(Provided records begins)
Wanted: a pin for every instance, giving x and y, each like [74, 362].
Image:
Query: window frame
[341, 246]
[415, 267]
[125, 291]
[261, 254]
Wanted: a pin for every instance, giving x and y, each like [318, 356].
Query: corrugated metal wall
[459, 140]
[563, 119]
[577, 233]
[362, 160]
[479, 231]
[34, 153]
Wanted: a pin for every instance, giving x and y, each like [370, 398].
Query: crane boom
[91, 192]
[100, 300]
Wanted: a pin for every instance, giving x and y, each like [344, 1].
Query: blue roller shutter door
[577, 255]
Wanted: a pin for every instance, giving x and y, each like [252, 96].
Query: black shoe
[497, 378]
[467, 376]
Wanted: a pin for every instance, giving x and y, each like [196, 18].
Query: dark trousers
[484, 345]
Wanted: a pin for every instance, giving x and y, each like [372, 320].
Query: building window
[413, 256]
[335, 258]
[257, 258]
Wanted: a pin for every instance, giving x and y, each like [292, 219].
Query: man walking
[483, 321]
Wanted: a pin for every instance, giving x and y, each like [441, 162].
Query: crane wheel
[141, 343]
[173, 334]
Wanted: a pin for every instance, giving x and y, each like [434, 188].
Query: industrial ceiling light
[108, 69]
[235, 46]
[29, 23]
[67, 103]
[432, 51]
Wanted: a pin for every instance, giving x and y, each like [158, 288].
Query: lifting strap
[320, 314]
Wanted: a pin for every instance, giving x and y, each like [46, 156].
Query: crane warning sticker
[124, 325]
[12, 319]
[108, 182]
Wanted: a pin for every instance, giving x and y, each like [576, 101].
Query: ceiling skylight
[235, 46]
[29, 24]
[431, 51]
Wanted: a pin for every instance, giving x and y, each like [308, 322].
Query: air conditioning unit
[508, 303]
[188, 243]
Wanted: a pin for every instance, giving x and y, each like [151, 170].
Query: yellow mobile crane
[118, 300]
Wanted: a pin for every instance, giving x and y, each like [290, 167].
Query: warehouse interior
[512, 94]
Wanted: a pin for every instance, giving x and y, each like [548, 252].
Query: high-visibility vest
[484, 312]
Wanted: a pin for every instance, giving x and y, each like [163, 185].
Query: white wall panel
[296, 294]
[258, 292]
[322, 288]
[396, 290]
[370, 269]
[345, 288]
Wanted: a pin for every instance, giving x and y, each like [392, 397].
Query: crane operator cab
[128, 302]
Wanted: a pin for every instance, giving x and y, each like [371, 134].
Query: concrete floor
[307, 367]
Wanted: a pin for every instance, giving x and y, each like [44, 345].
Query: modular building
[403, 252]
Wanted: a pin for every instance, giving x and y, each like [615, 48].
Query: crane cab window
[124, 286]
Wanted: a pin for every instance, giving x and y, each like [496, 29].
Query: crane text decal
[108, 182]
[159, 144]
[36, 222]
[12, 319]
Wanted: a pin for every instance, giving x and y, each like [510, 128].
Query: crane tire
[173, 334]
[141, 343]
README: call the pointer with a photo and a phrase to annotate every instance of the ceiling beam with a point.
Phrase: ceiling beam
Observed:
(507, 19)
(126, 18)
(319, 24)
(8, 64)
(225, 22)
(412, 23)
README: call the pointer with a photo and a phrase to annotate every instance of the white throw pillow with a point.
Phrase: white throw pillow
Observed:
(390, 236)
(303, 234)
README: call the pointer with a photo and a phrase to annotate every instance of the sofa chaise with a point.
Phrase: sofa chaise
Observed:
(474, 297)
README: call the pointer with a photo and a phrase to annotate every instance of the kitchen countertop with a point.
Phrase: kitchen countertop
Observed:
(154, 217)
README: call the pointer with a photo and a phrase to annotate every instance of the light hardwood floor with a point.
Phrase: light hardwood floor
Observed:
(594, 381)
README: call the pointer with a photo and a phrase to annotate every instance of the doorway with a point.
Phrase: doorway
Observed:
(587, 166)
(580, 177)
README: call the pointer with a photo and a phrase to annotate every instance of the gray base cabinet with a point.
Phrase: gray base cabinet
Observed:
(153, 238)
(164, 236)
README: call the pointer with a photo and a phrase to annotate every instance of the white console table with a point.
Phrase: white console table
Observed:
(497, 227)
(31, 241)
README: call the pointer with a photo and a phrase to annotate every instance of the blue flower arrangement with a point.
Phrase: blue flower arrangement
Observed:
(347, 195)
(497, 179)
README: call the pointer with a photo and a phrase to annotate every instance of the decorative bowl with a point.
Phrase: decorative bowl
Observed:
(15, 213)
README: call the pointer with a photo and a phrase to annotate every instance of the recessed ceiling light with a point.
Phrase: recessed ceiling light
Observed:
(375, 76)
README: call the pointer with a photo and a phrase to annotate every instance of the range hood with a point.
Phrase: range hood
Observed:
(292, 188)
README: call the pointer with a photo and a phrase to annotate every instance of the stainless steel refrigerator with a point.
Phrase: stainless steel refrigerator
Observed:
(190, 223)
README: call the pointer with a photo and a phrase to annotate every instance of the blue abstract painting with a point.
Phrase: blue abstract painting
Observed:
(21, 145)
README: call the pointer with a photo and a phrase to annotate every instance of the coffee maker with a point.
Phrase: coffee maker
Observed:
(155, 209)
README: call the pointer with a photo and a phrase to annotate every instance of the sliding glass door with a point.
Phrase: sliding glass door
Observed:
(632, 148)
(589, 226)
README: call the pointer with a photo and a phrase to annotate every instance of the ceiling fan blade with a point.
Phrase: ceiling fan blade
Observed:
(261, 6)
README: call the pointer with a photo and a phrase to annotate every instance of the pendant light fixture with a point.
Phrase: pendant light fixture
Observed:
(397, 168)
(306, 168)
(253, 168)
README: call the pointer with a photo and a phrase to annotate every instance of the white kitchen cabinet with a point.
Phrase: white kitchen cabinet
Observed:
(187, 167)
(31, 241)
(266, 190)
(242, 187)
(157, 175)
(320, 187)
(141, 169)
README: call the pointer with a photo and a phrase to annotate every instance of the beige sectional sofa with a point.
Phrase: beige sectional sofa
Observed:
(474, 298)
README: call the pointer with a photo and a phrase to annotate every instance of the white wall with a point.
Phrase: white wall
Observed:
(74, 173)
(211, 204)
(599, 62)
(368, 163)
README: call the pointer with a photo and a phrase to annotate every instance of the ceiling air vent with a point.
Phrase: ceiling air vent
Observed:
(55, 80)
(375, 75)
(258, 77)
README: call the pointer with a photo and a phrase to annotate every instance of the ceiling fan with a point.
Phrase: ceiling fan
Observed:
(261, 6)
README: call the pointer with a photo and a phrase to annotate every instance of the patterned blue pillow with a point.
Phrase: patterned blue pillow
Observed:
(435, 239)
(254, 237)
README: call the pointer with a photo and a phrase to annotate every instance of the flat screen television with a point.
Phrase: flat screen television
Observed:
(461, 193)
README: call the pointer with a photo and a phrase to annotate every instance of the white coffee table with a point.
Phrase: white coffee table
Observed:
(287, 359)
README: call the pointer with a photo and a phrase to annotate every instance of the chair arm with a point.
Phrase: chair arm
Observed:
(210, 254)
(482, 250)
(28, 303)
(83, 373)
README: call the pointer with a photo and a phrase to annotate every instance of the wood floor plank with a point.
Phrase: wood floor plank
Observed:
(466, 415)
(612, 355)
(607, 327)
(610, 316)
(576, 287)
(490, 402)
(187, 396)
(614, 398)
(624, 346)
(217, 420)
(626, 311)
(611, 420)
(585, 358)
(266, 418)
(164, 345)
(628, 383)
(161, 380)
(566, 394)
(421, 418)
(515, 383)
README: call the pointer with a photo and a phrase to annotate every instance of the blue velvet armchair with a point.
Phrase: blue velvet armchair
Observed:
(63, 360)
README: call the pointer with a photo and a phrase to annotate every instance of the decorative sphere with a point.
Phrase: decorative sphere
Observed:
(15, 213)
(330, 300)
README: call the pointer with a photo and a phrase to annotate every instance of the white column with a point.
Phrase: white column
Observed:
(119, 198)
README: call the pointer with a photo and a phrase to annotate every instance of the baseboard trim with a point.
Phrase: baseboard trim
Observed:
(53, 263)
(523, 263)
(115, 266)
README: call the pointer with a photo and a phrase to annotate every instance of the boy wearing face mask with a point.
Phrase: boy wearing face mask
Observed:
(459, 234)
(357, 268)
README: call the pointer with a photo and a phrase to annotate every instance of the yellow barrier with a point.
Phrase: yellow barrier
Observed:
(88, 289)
(Provided records ends)
- **Task statement**
In the listing above, locate the line containing "throw pillow with a point." and the line containing "base cabinet with a point.", then transcribe both and every line between them verbatim.

- **Response to this task**
README: call the pointer with a photo and a phrase to annotate every instance of the white throw pillow with a point.
Phrase: white throw pillow
Observed:
(390, 236)
(303, 234)
README: call the pointer with a photo and a phrase to annotate every instance of the sofa chaise with a point.
Phrase: sofa chaise
Observed:
(474, 297)
README: call the pointer with a photo and a phrase to annotate every instance of the kitchen countertop with a point.
Phrase: kitchen countertop
Observed:
(154, 217)
README: call the pointer with a photo and a phrase to annotate every instance of the light hardwood floor with a point.
Phrase: light hardwood floor
Observed:
(594, 381)
README: call the pointer with a photo and a phrase to annotate every instance of the doorway with a point.
Phrase: doorway
Observed:
(587, 166)
(580, 177)
README: call the pointer with a photo and a phrase to annotate every instance of the gray base cabinet with a point.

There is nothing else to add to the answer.